What is required: In the listing below, take the stretch from the line containing "[pin] sunset sky -- one per line" through the end and switch every "stainless steel" to "brushed nickel", leaving everything else unchanged. Return only those lines, without the pictures.

Given entries:
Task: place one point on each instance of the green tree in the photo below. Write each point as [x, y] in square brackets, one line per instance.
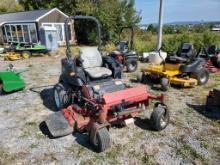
[9, 6]
[151, 28]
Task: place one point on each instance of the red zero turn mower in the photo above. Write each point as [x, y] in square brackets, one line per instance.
[212, 57]
[90, 99]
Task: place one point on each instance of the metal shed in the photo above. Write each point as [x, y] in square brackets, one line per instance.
[23, 27]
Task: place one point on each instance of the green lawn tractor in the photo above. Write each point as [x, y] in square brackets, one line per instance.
[10, 80]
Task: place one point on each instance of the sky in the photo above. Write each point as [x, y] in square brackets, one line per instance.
[179, 10]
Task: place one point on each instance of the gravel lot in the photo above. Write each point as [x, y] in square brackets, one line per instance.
[192, 137]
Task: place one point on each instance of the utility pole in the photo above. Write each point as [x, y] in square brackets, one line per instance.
[160, 25]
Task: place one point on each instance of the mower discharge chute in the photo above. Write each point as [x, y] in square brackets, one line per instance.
[125, 54]
[183, 69]
[91, 98]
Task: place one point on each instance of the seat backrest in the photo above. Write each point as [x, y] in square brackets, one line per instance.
[211, 49]
[90, 57]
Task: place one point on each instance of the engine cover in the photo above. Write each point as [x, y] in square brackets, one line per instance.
[97, 90]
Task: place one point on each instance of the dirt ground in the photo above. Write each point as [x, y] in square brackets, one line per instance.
[192, 137]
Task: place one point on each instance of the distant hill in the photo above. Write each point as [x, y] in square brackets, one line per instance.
[192, 22]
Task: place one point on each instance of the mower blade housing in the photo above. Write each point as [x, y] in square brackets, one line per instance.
[58, 125]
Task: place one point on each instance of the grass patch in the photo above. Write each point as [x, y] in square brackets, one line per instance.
[33, 146]
[187, 152]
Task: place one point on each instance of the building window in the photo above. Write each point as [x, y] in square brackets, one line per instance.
[60, 30]
[26, 33]
[22, 33]
[33, 33]
[8, 33]
[14, 33]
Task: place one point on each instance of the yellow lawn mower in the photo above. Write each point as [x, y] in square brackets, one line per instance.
[182, 69]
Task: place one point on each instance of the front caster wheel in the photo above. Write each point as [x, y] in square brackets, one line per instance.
[141, 78]
[1, 89]
[61, 97]
[165, 84]
[131, 65]
[102, 140]
[160, 118]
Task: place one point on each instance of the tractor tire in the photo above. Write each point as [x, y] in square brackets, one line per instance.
[202, 76]
[160, 118]
[1, 88]
[216, 62]
[102, 140]
[26, 54]
[131, 65]
[61, 98]
[164, 84]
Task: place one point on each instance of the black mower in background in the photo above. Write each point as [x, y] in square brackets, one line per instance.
[211, 55]
[91, 97]
[125, 53]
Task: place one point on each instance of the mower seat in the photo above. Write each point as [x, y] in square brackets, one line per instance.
[186, 51]
[92, 63]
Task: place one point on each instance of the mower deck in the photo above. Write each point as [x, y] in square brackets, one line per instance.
[169, 71]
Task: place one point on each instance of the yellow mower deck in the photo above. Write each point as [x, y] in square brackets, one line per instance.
[171, 72]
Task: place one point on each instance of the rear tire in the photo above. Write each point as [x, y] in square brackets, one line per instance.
[160, 118]
[131, 65]
[61, 98]
[202, 76]
[141, 77]
[165, 84]
[102, 140]
[209, 103]
[1, 88]
[26, 54]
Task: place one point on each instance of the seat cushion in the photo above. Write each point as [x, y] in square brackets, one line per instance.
[98, 72]
[90, 57]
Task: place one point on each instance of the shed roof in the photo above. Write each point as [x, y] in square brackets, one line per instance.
[26, 16]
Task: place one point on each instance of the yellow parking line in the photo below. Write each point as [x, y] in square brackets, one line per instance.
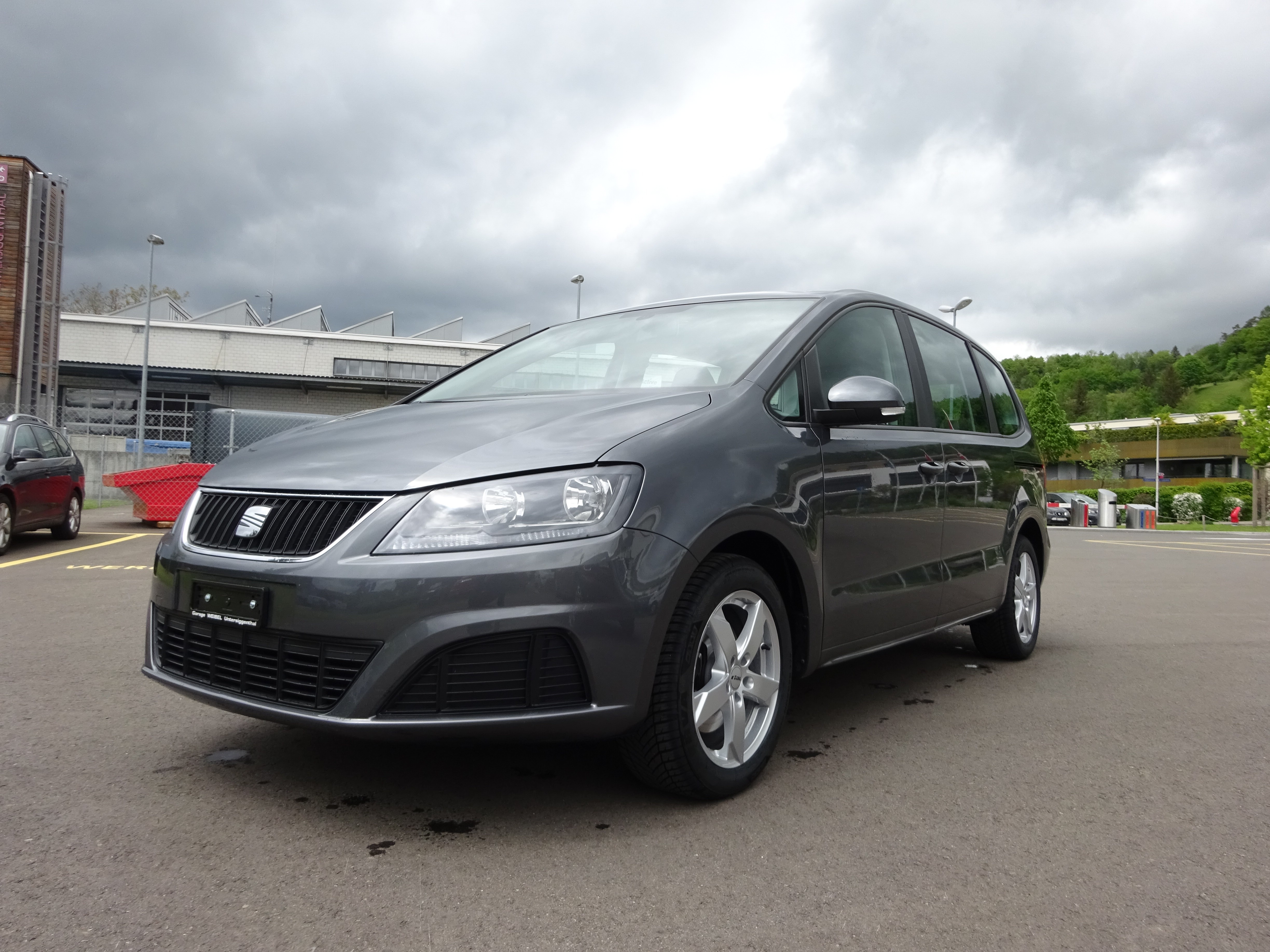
[120, 534]
[1230, 546]
[68, 551]
[1180, 549]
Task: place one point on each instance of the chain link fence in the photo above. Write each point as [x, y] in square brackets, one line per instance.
[182, 441]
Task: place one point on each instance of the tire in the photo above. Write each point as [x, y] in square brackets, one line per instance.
[1010, 633]
[729, 600]
[6, 525]
[70, 523]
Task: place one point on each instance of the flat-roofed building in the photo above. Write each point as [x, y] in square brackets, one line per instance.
[234, 365]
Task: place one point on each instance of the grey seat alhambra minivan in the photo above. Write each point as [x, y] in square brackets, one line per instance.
[638, 526]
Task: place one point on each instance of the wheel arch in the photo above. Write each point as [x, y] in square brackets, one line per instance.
[779, 548]
[1031, 531]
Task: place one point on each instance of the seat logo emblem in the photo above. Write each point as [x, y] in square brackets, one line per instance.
[253, 520]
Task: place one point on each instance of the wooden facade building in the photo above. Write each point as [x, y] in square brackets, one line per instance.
[32, 216]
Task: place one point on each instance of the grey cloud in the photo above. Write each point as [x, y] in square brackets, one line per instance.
[1092, 173]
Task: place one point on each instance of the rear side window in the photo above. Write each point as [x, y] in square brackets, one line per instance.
[47, 445]
[867, 343]
[956, 394]
[25, 440]
[787, 400]
[999, 393]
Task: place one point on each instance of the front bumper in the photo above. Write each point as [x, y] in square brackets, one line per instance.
[604, 593]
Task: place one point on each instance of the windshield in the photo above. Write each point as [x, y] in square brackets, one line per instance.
[684, 346]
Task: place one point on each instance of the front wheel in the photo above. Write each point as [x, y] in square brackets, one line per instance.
[6, 525]
[722, 685]
[69, 526]
[1010, 633]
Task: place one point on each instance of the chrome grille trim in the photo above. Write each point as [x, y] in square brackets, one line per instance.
[189, 519]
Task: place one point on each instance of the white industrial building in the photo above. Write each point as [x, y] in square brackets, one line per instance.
[232, 359]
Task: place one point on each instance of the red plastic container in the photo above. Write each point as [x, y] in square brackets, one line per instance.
[159, 493]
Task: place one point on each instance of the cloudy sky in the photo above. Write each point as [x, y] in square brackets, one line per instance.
[1094, 174]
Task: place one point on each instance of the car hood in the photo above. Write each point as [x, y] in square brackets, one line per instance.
[417, 446]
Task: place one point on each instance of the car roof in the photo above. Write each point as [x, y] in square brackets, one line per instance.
[830, 299]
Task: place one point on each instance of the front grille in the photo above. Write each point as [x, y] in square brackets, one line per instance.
[295, 526]
[268, 666]
[530, 669]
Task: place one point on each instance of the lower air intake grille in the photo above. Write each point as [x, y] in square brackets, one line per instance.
[272, 667]
[286, 526]
[530, 669]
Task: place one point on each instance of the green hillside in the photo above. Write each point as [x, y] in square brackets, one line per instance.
[1207, 398]
[1098, 386]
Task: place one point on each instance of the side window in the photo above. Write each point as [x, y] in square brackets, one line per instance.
[787, 400]
[956, 391]
[25, 440]
[999, 393]
[47, 444]
[867, 343]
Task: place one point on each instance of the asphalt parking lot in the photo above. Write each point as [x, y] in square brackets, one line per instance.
[1109, 794]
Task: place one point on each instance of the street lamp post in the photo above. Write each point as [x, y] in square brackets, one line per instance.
[954, 309]
[1157, 471]
[145, 355]
[577, 280]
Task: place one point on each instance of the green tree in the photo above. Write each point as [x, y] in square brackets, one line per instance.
[1080, 399]
[1192, 371]
[1055, 438]
[1255, 426]
[1104, 459]
[91, 299]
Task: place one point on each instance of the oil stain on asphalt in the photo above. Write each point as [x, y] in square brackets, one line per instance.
[804, 754]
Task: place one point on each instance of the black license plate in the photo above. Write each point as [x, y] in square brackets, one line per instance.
[233, 605]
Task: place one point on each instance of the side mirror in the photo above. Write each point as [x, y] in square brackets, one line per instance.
[859, 400]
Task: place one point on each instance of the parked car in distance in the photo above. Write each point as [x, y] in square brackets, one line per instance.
[1058, 507]
[639, 526]
[41, 480]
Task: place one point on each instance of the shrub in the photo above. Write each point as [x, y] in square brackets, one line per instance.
[1188, 507]
[1215, 497]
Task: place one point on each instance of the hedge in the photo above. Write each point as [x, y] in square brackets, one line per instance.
[1213, 493]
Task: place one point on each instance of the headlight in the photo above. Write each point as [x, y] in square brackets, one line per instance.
[517, 511]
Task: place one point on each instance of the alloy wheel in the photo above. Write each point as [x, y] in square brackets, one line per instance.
[1027, 605]
[737, 680]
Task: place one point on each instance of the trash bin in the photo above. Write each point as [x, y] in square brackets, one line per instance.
[1080, 513]
[158, 493]
[1140, 517]
[1107, 509]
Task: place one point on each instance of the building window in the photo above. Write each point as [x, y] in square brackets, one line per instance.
[390, 370]
[114, 413]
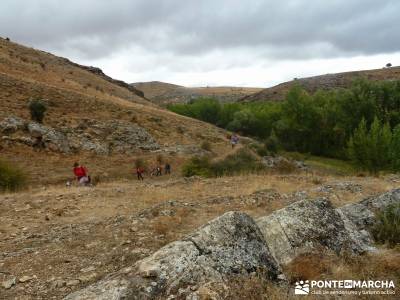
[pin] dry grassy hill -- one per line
(82, 103)
(326, 82)
(163, 93)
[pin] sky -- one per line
(256, 43)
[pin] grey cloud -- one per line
(192, 29)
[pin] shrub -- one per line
(370, 149)
(285, 166)
(37, 109)
(11, 178)
(205, 145)
(387, 227)
(197, 166)
(242, 161)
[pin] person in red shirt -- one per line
(139, 173)
(81, 174)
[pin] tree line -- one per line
(359, 123)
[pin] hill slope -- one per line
(92, 118)
(326, 82)
(163, 93)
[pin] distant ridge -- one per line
(325, 82)
(163, 93)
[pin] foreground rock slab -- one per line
(231, 244)
(303, 227)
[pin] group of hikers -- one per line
(82, 176)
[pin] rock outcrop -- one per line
(235, 244)
(360, 217)
(89, 135)
(231, 244)
(304, 226)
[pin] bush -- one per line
(370, 149)
(205, 145)
(197, 166)
(11, 178)
(37, 109)
(387, 227)
(242, 161)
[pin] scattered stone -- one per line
(26, 278)
(8, 282)
(305, 226)
(73, 282)
(88, 269)
(56, 284)
(227, 245)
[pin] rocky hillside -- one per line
(90, 117)
(163, 93)
(325, 82)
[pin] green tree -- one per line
(37, 109)
(395, 149)
(370, 150)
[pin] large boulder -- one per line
(52, 138)
(126, 135)
(361, 216)
(231, 244)
(305, 226)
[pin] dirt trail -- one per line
(66, 238)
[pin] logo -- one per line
(302, 287)
(345, 287)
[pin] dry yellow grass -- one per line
(103, 224)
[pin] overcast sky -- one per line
(210, 42)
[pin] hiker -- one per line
(158, 171)
(234, 140)
(139, 173)
(81, 174)
(167, 169)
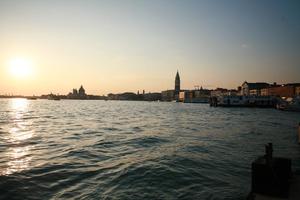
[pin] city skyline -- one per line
(129, 45)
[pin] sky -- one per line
(125, 45)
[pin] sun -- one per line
(20, 67)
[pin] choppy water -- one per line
(135, 150)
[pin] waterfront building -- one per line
(167, 95)
(195, 96)
(81, 92)
(223, 92)
(297, 91)
(286, 90)
(177, 86)
(254, 88)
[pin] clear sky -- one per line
(117, 46)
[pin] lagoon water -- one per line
(76, 149)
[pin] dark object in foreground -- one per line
(270, 175)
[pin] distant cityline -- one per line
(197, 95)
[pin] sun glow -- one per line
(20, 67)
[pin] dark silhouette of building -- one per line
(177, 86)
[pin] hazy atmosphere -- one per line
(118, 46)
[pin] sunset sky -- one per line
(117, 46)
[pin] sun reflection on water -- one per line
(19, 152)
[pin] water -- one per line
(135, 150)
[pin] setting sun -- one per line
(20, 67)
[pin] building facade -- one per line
(253, 88)
(177, 86)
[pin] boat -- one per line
(289, 104)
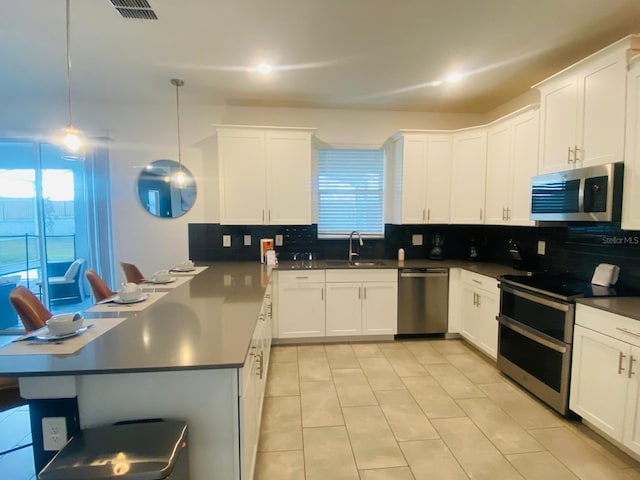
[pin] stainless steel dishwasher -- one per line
(423, 300)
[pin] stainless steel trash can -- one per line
(141, 450)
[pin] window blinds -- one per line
(350, 192)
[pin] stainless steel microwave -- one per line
(591, 194)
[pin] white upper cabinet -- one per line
(423, 171)
(512, 159)
(468, 171)
(631, 191)
(583, 111)
(264, 175)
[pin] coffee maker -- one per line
(436, 252)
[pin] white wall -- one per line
(143, 133)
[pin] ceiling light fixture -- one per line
(264, 68)
(454, 77)
(72, 138)
(180, 178)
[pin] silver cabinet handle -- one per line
(624, 330)
(621, 357)
(260, 361)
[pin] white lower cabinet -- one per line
(344, 309)
(479, 306)
(337, 302)
(252, 382)
(301, 304)
(362, 302)
(604, 378)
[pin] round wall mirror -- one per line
(163, 192)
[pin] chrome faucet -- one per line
(351, 252)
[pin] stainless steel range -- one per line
(535, 333)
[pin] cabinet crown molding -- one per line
(626, 44)
(220, 126)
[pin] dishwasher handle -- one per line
(425, 274)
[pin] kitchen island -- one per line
(183, 357)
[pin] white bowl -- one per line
(129, 295)
(64, 324)
(162, 276)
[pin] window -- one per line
(350, 192)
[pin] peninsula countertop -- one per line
(205, 323)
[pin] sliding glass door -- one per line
(46, 230)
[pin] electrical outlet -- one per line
(54, 433)
(542, 247)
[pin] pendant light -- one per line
(72, 137)
(180, 178)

Response to the exercise:
[pin] sunset sky -- one per line
(117, 46)
[pin] sun reflection on water -- one per line
(19, 152)
[pin] water -- one per line
(135, 150)
[pin] setting sun -- one per line
(20, 67)
[pin] building facade -- one per line
(253, 88)
(177, 86)
[pin] boat -- one per line
(289, 104)
[pin] brushed nickel dishwasher -- one per line
(423, 300)
[pin] brushed nickel trash can -- one per line
(141, 450)
[pin] window blinds -- one per line
(350, 192)
[pin] brushed nickel microwave -- one per line
(591, 194)
[pin] white upper cabinet -- one per line
(423, 171)
(512, 159)
(468, 171)
(631, 191)
(583, 111)
(264, 175)
[pin] coffee maker -- one per line
(436, 252)
[pin] white wall -- one per line
(143, 133)
[pin] ceiling light fixture -- one per line
(264, 68)
(454, 77)
(72, 138)
(180, 178)
[pin] silver cabinet handle -- one per line
(624, 330)
(621, 357)
(260, 361)
[pin] white lower cabinet -- one per line
(344, 309)
(479, 306)
(337, 302)
(252, 382)
(301, 304)
(362, 302)
(604, 378)
[pin] round wall mirror -- one per line
(163, 192)
[pin] chrome faucet -- one per line
(351, 252)
[pin] brushed nickel range -- one per line
(535, 333)
[pin] cabinet crown molding -- one per line
(626, 44)
(220, 126)
[pin] dishwasher handle -- one per line
(425, 274)
[pin] kitchen island -- one per line
(183, 357)
[pin] white bowl -- one per line
(129, 295)
(64, 324)
(162, 276)
[pin] window -- one per line
(350, 192)
[pin] peninsula countertop -- one per line
(205, 323)
[pin] sliding glass door -- one per line
(46, 230)
[pin] electrical outlet -- one per line
(54, 433)
(542, 247)
[pin] pendant light -- one per line
(72, 137)
(180, 178)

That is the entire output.